◆ **Records provided**:
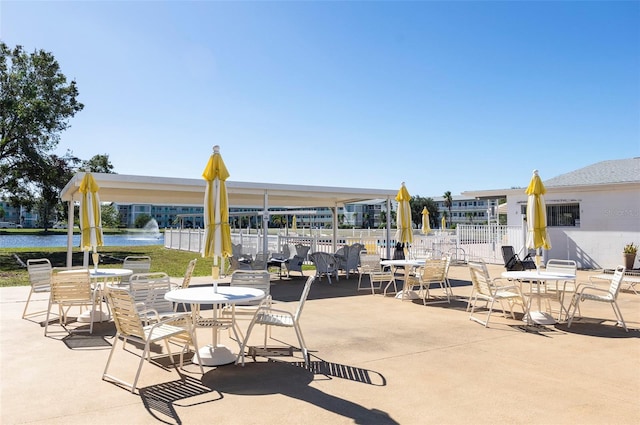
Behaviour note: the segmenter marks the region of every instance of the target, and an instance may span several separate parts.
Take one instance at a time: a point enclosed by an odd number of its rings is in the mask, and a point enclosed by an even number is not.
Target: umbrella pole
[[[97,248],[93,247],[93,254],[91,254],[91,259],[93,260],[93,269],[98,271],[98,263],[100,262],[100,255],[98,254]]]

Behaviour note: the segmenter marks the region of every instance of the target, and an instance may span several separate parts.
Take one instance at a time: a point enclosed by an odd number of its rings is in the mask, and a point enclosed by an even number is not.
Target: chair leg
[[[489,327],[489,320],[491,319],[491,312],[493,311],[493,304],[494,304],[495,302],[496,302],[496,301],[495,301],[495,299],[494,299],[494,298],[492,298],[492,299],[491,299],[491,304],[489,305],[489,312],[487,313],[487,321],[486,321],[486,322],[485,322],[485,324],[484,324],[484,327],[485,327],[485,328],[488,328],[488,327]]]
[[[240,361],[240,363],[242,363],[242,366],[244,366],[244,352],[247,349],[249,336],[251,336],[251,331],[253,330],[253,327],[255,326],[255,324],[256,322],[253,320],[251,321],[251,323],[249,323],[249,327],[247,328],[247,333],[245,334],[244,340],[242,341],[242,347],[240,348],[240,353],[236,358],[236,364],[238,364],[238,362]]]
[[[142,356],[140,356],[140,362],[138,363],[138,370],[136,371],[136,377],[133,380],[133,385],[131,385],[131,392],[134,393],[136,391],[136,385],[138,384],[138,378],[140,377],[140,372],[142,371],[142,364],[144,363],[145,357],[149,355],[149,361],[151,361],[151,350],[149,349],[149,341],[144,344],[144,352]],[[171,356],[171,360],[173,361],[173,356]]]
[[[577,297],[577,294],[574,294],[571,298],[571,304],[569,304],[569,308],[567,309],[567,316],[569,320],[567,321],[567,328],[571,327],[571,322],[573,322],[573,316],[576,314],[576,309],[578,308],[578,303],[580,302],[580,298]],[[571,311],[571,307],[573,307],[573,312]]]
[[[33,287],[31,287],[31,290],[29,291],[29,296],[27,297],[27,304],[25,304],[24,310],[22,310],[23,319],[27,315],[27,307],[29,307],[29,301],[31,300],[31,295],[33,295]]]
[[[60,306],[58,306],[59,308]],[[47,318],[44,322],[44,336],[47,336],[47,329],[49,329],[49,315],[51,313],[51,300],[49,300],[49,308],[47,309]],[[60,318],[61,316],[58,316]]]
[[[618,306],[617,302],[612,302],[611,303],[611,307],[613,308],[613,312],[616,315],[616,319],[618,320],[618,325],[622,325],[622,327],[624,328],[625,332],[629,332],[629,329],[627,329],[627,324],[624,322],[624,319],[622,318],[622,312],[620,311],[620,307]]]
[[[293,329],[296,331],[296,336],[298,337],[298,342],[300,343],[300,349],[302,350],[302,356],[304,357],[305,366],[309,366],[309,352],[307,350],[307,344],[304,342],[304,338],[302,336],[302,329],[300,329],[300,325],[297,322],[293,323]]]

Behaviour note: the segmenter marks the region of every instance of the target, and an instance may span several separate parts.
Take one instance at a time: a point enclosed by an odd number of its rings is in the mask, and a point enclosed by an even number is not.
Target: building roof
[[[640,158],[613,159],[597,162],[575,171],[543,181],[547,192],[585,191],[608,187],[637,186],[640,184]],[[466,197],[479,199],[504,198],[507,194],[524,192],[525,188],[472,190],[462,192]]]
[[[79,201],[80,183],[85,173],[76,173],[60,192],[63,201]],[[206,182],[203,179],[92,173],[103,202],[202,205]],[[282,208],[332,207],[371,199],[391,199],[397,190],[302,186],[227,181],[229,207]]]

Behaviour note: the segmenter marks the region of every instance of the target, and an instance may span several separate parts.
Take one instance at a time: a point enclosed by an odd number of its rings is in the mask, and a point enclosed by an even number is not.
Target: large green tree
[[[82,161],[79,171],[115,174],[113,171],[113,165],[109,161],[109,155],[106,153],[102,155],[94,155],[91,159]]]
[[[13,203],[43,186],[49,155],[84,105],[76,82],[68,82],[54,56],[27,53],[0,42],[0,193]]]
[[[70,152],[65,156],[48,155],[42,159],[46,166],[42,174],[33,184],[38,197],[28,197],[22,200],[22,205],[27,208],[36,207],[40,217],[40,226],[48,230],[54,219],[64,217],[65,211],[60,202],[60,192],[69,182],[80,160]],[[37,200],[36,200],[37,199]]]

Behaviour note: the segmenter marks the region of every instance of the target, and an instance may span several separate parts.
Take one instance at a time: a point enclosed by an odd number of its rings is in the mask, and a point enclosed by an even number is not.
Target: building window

--

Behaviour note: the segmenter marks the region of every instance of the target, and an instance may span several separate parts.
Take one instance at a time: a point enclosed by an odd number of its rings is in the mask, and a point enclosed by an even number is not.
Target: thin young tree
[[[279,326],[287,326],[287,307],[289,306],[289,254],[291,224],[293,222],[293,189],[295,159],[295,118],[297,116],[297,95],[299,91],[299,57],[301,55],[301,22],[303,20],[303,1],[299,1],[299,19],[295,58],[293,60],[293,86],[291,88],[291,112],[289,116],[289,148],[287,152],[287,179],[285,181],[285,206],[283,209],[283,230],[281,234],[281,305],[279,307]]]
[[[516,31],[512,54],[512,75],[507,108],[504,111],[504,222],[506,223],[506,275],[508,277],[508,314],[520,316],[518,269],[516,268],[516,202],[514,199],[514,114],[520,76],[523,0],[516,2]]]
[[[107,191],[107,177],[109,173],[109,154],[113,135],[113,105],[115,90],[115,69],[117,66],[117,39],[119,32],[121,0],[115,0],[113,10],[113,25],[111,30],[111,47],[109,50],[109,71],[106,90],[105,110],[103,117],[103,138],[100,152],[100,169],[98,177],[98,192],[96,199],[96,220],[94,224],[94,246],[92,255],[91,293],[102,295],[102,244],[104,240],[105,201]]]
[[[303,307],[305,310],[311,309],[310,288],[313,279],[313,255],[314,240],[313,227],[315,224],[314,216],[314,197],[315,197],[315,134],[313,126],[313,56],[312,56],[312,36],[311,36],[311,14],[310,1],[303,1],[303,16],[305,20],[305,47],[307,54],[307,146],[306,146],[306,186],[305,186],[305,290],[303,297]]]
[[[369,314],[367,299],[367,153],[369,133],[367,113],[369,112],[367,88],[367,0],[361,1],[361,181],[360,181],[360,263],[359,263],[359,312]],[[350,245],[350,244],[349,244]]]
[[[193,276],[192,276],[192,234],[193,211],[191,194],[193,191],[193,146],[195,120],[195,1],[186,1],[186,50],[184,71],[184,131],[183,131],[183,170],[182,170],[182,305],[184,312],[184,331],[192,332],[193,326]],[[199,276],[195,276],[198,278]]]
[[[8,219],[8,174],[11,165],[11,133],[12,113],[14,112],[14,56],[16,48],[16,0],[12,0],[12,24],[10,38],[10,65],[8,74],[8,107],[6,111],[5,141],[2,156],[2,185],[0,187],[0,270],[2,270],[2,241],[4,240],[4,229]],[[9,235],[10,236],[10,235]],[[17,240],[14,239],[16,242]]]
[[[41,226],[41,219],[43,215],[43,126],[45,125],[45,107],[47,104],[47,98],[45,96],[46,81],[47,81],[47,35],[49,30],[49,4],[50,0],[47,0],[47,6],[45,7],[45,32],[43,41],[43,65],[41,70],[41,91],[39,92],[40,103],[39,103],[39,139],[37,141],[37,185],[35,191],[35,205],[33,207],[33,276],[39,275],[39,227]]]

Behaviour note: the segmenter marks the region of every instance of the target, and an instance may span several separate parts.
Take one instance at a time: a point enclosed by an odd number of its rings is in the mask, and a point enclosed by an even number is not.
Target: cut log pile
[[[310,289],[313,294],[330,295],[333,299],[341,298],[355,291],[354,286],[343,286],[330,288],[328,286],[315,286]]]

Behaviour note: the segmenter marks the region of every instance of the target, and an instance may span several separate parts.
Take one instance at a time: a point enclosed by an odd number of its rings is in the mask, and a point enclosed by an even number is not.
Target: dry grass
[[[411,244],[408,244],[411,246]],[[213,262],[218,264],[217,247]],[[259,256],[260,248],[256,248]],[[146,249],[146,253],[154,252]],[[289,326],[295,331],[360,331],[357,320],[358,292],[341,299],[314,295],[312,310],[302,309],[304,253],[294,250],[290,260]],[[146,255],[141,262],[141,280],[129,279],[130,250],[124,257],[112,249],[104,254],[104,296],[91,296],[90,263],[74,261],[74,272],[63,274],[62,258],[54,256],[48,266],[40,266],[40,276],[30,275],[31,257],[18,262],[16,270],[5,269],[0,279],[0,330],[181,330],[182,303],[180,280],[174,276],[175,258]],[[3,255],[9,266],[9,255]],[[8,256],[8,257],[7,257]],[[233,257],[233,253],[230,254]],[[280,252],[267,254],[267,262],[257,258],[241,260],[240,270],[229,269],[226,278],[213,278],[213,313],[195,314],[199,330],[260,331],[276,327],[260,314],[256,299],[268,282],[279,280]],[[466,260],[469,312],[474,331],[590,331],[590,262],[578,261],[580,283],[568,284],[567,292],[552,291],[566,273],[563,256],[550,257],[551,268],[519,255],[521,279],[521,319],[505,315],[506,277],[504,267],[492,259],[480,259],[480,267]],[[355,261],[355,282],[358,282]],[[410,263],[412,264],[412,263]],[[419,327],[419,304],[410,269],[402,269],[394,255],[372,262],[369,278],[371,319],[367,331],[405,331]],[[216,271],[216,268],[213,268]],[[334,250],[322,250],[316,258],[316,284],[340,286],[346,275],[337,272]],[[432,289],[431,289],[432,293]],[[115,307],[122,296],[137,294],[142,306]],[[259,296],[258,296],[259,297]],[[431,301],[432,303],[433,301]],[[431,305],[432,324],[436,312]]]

...

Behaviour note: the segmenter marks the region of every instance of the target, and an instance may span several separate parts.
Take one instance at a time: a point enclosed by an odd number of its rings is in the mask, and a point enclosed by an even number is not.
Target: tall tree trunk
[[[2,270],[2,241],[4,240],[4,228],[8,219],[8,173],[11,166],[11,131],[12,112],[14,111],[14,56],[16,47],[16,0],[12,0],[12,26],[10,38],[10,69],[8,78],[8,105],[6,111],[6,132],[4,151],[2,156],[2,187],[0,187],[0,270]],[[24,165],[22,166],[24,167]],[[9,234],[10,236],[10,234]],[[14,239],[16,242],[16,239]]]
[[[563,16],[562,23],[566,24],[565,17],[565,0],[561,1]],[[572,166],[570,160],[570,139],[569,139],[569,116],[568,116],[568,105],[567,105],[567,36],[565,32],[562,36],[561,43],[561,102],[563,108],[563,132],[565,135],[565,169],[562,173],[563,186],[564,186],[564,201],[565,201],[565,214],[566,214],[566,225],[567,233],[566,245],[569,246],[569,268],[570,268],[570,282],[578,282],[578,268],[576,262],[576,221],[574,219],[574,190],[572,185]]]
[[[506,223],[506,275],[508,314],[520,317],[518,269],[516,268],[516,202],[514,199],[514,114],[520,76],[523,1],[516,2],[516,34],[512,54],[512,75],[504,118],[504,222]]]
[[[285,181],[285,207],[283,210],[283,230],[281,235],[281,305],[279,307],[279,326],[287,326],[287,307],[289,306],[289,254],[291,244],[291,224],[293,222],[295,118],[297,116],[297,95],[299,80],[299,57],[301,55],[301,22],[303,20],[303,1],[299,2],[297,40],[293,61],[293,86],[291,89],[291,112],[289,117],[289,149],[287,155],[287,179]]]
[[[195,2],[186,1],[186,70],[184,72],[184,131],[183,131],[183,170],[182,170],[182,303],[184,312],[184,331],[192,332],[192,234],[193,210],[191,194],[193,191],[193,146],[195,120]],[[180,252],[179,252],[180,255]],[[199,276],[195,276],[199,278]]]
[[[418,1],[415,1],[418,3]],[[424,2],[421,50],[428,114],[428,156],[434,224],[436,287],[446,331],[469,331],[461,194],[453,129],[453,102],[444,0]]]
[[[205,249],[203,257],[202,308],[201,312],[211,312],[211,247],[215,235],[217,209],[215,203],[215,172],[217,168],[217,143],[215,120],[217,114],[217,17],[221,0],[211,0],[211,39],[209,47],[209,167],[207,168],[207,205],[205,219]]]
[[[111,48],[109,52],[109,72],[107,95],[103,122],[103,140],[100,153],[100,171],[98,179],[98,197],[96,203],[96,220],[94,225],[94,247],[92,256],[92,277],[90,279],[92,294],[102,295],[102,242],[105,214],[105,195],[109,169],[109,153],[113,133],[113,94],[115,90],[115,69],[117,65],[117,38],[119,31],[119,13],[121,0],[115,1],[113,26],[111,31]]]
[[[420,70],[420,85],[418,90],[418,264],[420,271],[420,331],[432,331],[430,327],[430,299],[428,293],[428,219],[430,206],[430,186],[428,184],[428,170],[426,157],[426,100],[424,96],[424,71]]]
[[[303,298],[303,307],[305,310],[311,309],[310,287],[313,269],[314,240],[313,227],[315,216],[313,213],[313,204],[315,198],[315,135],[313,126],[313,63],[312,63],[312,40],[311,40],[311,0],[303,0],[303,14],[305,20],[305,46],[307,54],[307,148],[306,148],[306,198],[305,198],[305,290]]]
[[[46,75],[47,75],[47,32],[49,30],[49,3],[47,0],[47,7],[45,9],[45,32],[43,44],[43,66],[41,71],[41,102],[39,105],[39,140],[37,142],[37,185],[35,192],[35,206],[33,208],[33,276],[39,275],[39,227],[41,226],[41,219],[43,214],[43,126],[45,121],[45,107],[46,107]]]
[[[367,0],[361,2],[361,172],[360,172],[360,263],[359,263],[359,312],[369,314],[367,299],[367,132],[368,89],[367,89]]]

◆ **Task**:
Please tally the lines of the records that contain the word "building", treating uppercase and lowercase as different. Reply with only the number.

◆ **Task solution**:
2